■ **Requirements**: Copy the data precisely, keeping every character.

(Location annotation dataset excerpts)
----

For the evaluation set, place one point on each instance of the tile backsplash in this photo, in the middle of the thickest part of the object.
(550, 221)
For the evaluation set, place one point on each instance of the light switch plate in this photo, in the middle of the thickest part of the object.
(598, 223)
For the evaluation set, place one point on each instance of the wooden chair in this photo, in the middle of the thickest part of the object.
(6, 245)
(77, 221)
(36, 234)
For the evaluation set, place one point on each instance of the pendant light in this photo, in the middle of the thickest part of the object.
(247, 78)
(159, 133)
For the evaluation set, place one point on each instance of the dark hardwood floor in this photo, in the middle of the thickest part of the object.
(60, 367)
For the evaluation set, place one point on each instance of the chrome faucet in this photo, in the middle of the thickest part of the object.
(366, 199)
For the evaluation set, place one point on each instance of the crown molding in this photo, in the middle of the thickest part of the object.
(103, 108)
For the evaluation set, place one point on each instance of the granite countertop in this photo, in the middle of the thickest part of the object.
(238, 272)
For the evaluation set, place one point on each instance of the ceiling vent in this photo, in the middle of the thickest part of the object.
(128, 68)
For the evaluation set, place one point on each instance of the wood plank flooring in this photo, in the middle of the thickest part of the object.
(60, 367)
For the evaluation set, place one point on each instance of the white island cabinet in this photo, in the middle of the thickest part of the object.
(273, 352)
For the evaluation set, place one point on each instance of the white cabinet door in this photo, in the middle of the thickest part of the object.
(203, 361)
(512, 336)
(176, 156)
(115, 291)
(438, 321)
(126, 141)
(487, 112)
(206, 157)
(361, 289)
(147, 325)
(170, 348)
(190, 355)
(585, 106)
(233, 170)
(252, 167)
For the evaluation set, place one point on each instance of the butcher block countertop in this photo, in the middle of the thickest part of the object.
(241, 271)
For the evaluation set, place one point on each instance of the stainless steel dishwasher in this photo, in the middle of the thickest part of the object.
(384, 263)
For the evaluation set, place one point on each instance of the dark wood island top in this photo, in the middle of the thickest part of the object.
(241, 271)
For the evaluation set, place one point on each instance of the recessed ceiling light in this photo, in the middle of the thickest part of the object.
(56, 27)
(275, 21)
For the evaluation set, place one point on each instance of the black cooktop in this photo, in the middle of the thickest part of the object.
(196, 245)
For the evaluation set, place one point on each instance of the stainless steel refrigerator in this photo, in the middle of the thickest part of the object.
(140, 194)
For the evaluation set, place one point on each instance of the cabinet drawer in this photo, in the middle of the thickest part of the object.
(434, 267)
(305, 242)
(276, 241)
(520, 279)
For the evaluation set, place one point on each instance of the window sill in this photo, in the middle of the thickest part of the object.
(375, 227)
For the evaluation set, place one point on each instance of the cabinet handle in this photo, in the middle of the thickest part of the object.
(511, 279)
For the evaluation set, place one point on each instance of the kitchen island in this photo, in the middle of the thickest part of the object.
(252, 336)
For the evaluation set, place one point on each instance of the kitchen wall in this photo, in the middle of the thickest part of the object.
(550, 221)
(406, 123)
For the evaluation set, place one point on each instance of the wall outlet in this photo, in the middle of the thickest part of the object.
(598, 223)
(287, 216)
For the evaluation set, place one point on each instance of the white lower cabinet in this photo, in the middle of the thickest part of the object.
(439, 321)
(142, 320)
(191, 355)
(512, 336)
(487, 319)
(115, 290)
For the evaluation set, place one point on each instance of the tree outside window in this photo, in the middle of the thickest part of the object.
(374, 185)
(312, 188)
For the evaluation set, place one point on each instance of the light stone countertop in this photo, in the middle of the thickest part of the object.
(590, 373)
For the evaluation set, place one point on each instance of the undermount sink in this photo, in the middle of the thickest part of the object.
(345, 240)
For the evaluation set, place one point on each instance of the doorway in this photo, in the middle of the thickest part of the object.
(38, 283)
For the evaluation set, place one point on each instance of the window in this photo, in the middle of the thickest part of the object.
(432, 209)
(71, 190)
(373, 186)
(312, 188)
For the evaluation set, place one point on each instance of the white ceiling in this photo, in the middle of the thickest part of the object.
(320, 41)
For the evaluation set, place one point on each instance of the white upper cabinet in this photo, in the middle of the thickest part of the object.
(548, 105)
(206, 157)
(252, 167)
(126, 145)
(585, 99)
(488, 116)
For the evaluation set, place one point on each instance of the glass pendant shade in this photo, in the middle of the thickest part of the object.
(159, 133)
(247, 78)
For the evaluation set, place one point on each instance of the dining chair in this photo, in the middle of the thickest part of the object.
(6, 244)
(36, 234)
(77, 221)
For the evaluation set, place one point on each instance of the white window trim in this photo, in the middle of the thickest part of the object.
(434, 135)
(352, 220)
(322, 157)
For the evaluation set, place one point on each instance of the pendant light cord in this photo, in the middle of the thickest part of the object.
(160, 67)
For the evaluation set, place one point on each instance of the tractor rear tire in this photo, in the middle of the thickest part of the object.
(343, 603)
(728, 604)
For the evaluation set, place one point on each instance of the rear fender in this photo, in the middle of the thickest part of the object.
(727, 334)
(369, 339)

----

■ **Problem solution**:
For the evaluation set, place one point on each instance of the tile backsplash in this photo, in the middle of the thickest part of the object.
(550, 221)
For the evaluation set, place one point on each instance of the light switch plate in this photo, in the middle of the thickest part of the object.
(598, 223)
For the evaluation set, place one point on each instance of the wooden chair in this photo, in the middle of the thickest part of the object.
(6, 245)
(77, 221)
(36, 234)
For the evaluation set, place one point on each instance of the pendant light in this photo, in the middle of the thickest part of the object.
(247, 78)
(159, 133)
For the evaluation set, place one point on each instance of the dark hardwood floor in this photo, in the middle of the thickest part of the object.
(60, 367)
For the evaluation set, place one point on each instance of the chrome faucet in this photo, in the middle of the thickest part of the object.
(366, 199)
For the evaluation set, place one point on each instance of the crown molding in this photo, in the middle of the thickest part of the object.
(103, 108)
For the evaluation set, place one point on each instance of the granite countertop in this photo, in the middle of the thickest part of the object.
(238, 272)
For the evaluation set, place one point on each instance of the ceiling vent in this photo, in the middle of the thickest part of the object.
(128, 68)
For the evaluation set, place one point on each instance of the wood plank flooring in this photo, in the middle of the thickest part of the object.
(60, 367)
For the evaluation set, place one point on each instance of the white island cabinet in this photo, in the middle of the thickest part of the object.
(273, 352)
For the evaluation set, place one point on each instance of the white cabinet door in this photo, in the middle of the thickest part of the object.
(203, 361)
(512, 336)
(176, 156)
(115, 291)
(438, 321)
(126, 141)
(487, 112)
(206, 157)
(361, 289)
(147, 325)
(170, 348)
(190, 355)
(585, 106)
(233, 170)
(252, 167)
For the evaluation set, place one point on each instance of the butcher block countertop in this photo, in the middle of the thickest part of the object.
(241, 271)
For the evaluation set, place one point on each instance of the stainless steel dishwasher in this photo, in the middle of the thickest part of the object.
(384, 263)
For the evaluation set, place one point on each instance of the dark wood island top in this photo, in the middle of the thickest part of the object.
(241, 271)
For the evaluation set, place one point on each instance of the recessed ceiling light in this photo, in the middle of the thickest part of the object.
(56, 27)
(275, 21)
For the evaluation set, place one point on each instance of the black cooktop in this photo, in the middle of the thickest part of the object.
(196, 245)
For the evaluation set, place one point on each instance of the stainless steel refrigerator in this photo, in the middle of the thickest part of the object.
(140, 194)
For the evaluation set, place one point on each instance of the cabinet drawer in this photo, in the middle of the thickest part of the object.
(434, 267)
(305, 242)
(276, 241)
(520, 279)
For the evaluation set, place one point on each instance of the window sill in this photo, in the middle of the thickest part of the object.
(375, 227)
For the evaluation set, place one point on each instance of the cabinet handle in this photo, in the middle of the thickest part of the object.
(511, 279)
For the evaluation set, place one point on each instance of the kitchen island in this photo, in the middle of the thickest part of the object.
(252, 336)
For the evaluation set, place one point on each instance of the kitchen wall in this photo, in the middle of the thickest part of the object.
(550, 221)
(406, 123)
For the evaluation set, place one point on each instance of the wall outlet in this photo, in the middle of the thickest part of the object.
(598, 223)
(287, 216)
For the evaluation set, place one point on each instance of the white lower cabinet in this photo, in the middle of the thickest part of the object.
(439, 321)
(142, 320)
(191, 355)
(512, 336)
(487, 319)
(115, 290)
For the evaluation set, place one point on each instance of the tree outside window in this photo, in the middle of the thickest part of the object.
(374, 185)
(312, 188)
For the evaluation set, place one point on each instance of the light stone countertop in this photo, in the middle of the thickest part of the object.
(590, 373)
For the evaluation set, place one point on each instance of the undermount sink in this photo, in the middle of the thickest part of the object.
(345, 240)
For the evaluation set, place one point on each instance of the doorway in this photo, in the middle of the thickest part of the object.
(38, 283)
For the evaluation set, place one point on each instance of the window in this photo, in the middle of the thickest part of the object.
(432, 209)
(71, 190)
(373, 186)
(312, 188)
For the evaluation set, place one point on each instance of the white ceiling in this photo, in the middle of the thickest part of the object.
(320, 41)
For the evaluation set, place one point on each instance of the white upper cabinet in this photo, in the middle of the thickest part of the object.
(548, 105)
(206, 157)
(252, 167)
(126, 145)
(585, 99)
(488, 116)
For the evaluation set, place one point on each instance of the glass pendant shade in this photo, in the middle of the thickest part of the object.
(159, 133)
(247, 78)
For the evaluation set, place one point on each instance of the dining chair in this photo, in the middle of the thickest part of the object.
(6, 244)
(36, 234)
(77, 221)
For the evaluation set, place one point on each instance of the white window trim in this photo, in the middle of the thickest part of the object.
(434, 135)
(352, 220)
(322, 157)
For the evaluation set, place one point on each instance of the pendant light cord in this photo, in the middle of the thickest part of the object.
(160, 67)
For the evaluation set, place one point on each instance of the tractor rear tire in this photo, in the middle of the thickest part of the object.
(343, 603)
(728, 604)
For the evaluation set, place one point on each instance of the rear fender in this photo, in the middle of the thickest part of the object.
(727, 334)
(369, 339)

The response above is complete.